▸ **Estratto**:
* * * *

Siamo, almeno dagli anni Ottanta, di fronte alla destrutturazione pervasiva della forma della politica, con i connessi fenomeni che Rodotà ha chiamato della tecno-politica o anche della iperdemocrazia, termine ricavato da La ribellione delle masse di Ortega y Gasset a indicare il carattere tecnologico-plebiscitario della “democrazia” post-moderna. Tutto ciò si accompagna a processi di profonda metamorfosi antropologica, di cui Guido Mazzoni (nel suo recente volume I destini generali) fornisce scorci significativi: «Oggi nessun occidentale si aspetta qualcosa di decisivo dalla politica, i grandi avvenimenti sono vissuti come astrazioni, meccanismi o spettacoli e tutto quello che interessa, a cominciare dai conflitti etici fra legami e piacere, si gioca nel tempo presente e nello spazio del privato».

In sostanza, risulta necessaria un’attenzione specifica a quella che Dardot e Laval chiamano «la nuova ragione del mondo», in riferimento alla «razionalità neoliberista»: la quale (secondo le indicazioni di Foucault) si può definire una razionalità propriamente governamentale, capace di produrre –governare condotte e comportamenti degli individui. Come è stato osservato, si passa dalla libertà di agire (laissez faire) alla libertà di scelta: è in questo passaggio che si attua in profondità la mutazione dal liberismo classico al neo-liberismo contemporaneo. Il singolo è imprenditore di se stesso, del proprio “capitale umano”, e insieme diviso in un numero svariato di sé, all’interno di una società dello spettacolo giunta ad un suo stadio estremo (ben al di là della stessa diagnosi di Guy Debord).

Va anche tenuto presente – a me pare – che sono in atto da circa venti anni processi di ristrutturazione dell’istituzione universitaria (ma si può dire anche le scuole) come aziende volte a formare soggetti, prodotti per un mercato che a sua volta dovrebbe essere capace di assorbirne le nuove caratteristiche e i nuovi profili (ottimo il recente lavoro di Federico Bertoni). Quei processi hanno come supporto la fanfara ideologica della meritocrazia (vera e propria maschera culturale delle disuguaglianze di classe) e, in connessione, quello che è stato definito il dispositivo governamentale della valutazione, operante a tutti i livelli e organico alla narrazione più generale della egemonia neo-liberista. L’intreccio di merito, eccellenza, valutazione poggia su un’idea di fondo (come ha osservato Fredric Jameson) «the market is in human nature», il mercato è nella natura dell’individuo.

* * * *

▸ **Compito 1**: Secondo l'estratto sulla politica e il neoliberismo, da quale opera di Ortega y Gasset è ricavato il termine iperdemocrazia?
▸ **Compito 2**: Prosegui l'estratto sulla politica e il neoliberismo dopo la sua ultima frase.
I record provengono da una fonte diversa.

* * * *

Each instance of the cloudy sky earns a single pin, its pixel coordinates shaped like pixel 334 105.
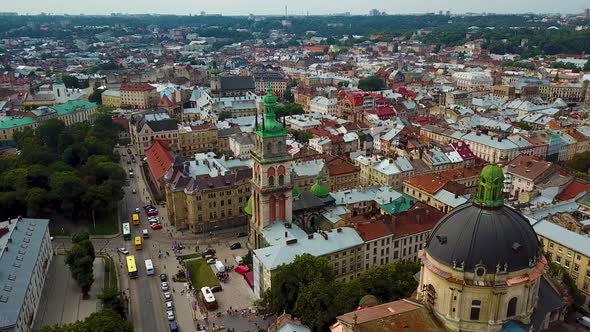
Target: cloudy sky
pixel 244 7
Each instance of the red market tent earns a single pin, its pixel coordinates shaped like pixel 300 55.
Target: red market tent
pixel 249 276
pixel 242 269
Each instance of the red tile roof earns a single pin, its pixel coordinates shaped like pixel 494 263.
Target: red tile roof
pixel 137 87
pixel 573 190
pixel 159 158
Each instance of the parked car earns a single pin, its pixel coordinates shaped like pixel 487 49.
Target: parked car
pixel 169 306
pixel 170 315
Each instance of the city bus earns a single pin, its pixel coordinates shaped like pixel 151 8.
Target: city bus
pixel 135 218
pixel 138 243
pixel 208 298
pixel 126 231
pixel 149 267
pixel 131 268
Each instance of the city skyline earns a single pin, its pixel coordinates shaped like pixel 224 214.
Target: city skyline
pixel 267 7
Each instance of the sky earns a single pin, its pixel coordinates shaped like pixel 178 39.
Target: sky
pixel 277 7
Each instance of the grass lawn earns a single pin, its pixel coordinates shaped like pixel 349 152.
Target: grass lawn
pixel 201 274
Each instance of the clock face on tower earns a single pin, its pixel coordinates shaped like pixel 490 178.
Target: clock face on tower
pixel 271 182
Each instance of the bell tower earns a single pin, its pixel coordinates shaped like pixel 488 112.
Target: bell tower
pixel 271 182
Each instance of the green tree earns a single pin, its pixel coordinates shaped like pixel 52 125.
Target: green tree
pixel 288 279
pixel 371 83
pixel 71 82
pixel 224 115
pixel 37 198
pixel 315 304
pixel 80 260
pixel 111 298
pixel 105 320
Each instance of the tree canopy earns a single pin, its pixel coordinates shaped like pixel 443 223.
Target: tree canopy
pixel 63 170
pixel 80 260
pixel 307 289
pixel 105 320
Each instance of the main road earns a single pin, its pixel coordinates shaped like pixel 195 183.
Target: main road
pixel 146 299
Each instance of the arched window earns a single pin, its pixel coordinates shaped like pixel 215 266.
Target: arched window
pixel 511 311
pixel 475 308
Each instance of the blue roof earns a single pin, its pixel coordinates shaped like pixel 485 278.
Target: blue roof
pixel 276 255
pixel 18 264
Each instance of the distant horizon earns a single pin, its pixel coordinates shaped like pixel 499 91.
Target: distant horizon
pixel 294 8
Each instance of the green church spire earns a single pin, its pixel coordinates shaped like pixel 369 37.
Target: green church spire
pixel 270 126
pixel 490 187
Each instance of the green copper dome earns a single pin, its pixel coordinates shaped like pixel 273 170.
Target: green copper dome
pixel 490 187
pixel 248 208
pixel 270 127
pixel 319 189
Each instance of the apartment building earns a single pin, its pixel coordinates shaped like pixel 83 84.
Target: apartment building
pixel 342 247
pixel 377 170
pixel 401 236
pixel 152 125
pixel 569 249
pixel 202 203
pixel 25 256
pixel 138 96
pixel 342 175
pixel 196 138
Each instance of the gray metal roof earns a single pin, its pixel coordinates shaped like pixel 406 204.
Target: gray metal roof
pixel 20 249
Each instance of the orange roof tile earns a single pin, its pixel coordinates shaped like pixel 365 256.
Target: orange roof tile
pixel 159 158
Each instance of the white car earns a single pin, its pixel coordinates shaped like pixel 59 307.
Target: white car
pixel 170 315
pixel 169 306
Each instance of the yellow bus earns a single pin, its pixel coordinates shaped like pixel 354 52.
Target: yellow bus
pixel 131 268
pixel 135 219
pixel 138 243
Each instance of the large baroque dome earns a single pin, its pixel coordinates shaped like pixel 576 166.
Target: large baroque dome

* * * *

▸ **Risposta 1**: Da La ribellione delle masse.

▸ **Risposta 2**:
Nel suo articolo Valentino Parlato metteva l’accento anche sulla morte della cultura, come forza critica, come sapere critico; giacché invece la cultura dominante si identifica oggi in un mix formidabile di autogoverno corporativo degli specialismi e di cultura-spettacolo.

In generale, si può parlare, gramscianamente, di una forma nuova, inedita, di rivoluzione passiva: entro cui la lotta di classe tende ad essere trasfigurata (se non immunizzata) in una inedita dialettica alto-basso, tra un alto separato ed oligarchico e un basso affollato di rivolte e di populismi di vario segno, mentre le forme-sindacato e le forme-partito appaiono prive di incidenza e significazione reale.

Nel cuore degli anni Trenta, quando Gramsci elaborava la sua categoria di rivoluzione passiva, ne sottolineava «l’utilità» e il «pericolo»:«Pericolo di disfattismo storico, cioè di indifferentismo, perché l’impostazione generale del problema può far credere a un fatalismo, ecc; ma la concezione rimane dialettica, cioè presuppone, anzi postula come necessaria, un’antitesi vigorosa e che metta in campo tutte le sue possibilità di esplicazione intransigentemente».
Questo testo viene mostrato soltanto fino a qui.